Tasks to complete:
1 - In the Holy Week blog post, how old was Naomi Wadler when she gave her speech?
2 - Copy the stretch of the Holy Week blog post from "Tuesday, 27 March" through "before Palm Sunday.".
3 - Decide whether each statement agrees with the Holy Week blog post. Answer yes or no, and quote the words that decide it.
(a) Holy Week begins on Palm Sunday.
(b) The March for Our Lives crowds gathered in New York.
(c) Naomi Wadler spoke for ten minutes.

Document segment:
Tuesday, 27 March 2018

Holy Week Then and Now


Detail from Giotto fresco of The Crucifixion in the Arena Chapel, Padua
So we’re now into what the Western Church calls Holy Week. It starts on Palm Sunday (last Sunday) and finishes at the end of Saturday, as Easter morning dawns. It is perhaps the greatest eight-day period in the Christian calendar, following the events of Jesus’ death and resurrection.

This year, two events have hit the international headlines which have particular resonance to that week. One took place a week before Good Friday, and the other the day before Palm Sunday.

To take them in reverse order: St Matthew records the crowds surrounding Jesus in the magnificent Temple buildings on the first Palm Sunday: “But when the chief priests and the scribes saw the wonderful things that he did, and the children crying out in the temple, ‘Hosanna to the Son of David!’ they were indignant, and they said to him, ‘Do you hear what these are saying?’ And Jesus said to them, ‘Yes; have you never read,
“Out of the mouth of infants and nursing babies you have prepared praise”?’
And leaving them, he went out of the city to Bethany and lodged there.”

Last Saturday we witnessed astonishing crowds assemble in Washington DC in front of the Capitol building. They were largely young people of school age in The March for Our Lives, protesting about the shootings which have cost so many lives in the States and calling for tighter gun control legislation. I was reminded of that first Palm Sunday when a girl aged 11 gave a three and a half minute speech to that huge crowd. Her name is Naomi Wadler. Her focus was the disproportionate number of black young people who are killed but never hit the headlines. The section that struck me was this:
“People have said that I am too young to have these thoughts on my own. People have said that I am a tool of some nameless adult. It’s not true. My friends and I might still be eleven, and we might still be elementary school, but we know. We know life isn’t equal for everyone, and we know what is right and wrong. We also know that we stand in the shadow of the capitol, and we know that we have seven short years until we, too, have the right to vote. So I am here today to honor the words of Toni Morrison: ‘If there is a book that you want to read but it hasn’t been written yet, you must be the one to write it.’ I urge everyone here and everyone who hears my voice to join me in telling the stories that aren’t told, to honor the girls, the women of color who are murdered at disproportionate rates in this nation. I urge each of you to help me write the narrative for this world and understand, so that these girls and women are never forgotten.”

Provided data:

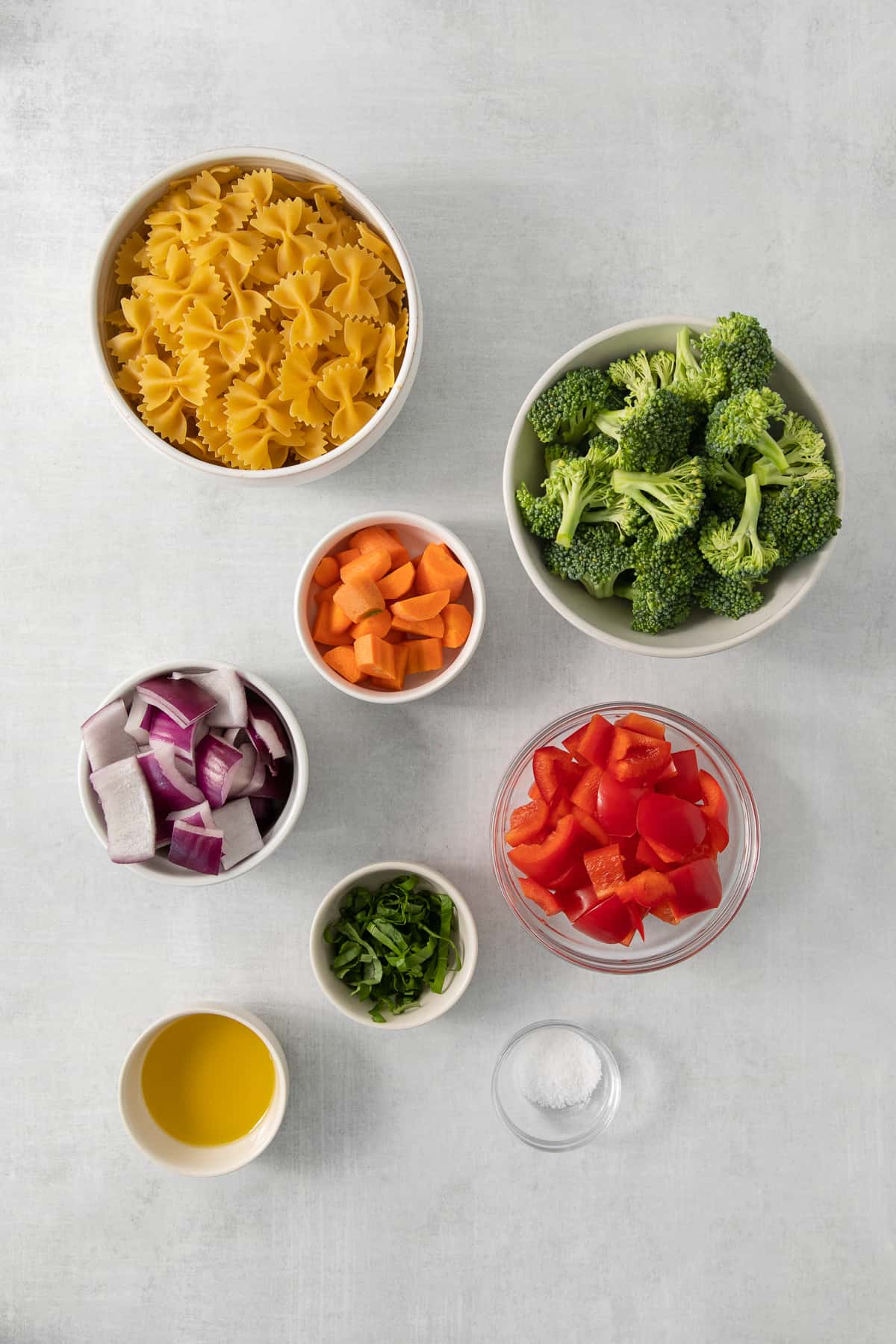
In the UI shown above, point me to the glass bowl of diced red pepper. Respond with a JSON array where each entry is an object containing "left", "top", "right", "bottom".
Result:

Task-by-task solutions:
1 - She was 11.

2 -
Tuesday, 27 March 2018

Holy Week Then and Now


Detail from Giotto fresco of The Crucifixion in the Arena Chapel, Padua
So we’re now into what the Western Church calls Holy Week. It starts on Palm Sunday (last Sunday) and finishes at the end of Saturday, as Easter morning dawns. It is perhaps the greatest eight-day period in the Christian calendar, following the events of Jesus’ death and resurrection.

This year, two events have hit the international headlines which have particular resonance to that week. One took place a week before Good Friday, and the other the day before Palm Sunday.

3 -
(a) Yes: "It starts on Palm Sunday (last Sunday)"
(b) No: "assemble in Washington DC in front of the Capitol building"
(c) No: "a three and a half minute speech"